Reproduce the data below exactly as it appears, from the line containing "this form: (231,5)." through the end of the data, with both of those lines included.

↓↓↓

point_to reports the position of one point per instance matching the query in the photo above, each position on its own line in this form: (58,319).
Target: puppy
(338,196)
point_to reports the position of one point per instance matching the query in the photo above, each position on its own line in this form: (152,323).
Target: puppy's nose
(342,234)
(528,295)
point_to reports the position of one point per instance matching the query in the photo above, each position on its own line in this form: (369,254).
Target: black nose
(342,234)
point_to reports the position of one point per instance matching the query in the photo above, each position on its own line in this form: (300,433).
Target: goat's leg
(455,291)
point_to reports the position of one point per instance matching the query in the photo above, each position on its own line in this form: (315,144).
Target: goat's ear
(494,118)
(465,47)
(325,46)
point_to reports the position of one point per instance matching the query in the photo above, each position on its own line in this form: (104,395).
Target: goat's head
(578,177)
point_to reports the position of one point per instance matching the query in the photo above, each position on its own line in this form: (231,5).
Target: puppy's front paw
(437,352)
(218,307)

↑↑↑

### FULL OUTPUT
point_to reports the position of one point per instance matching the query in the photo above, each position on its own line in this form: (231,5).
Target: puppy's front paw
(437,352)
(218,307)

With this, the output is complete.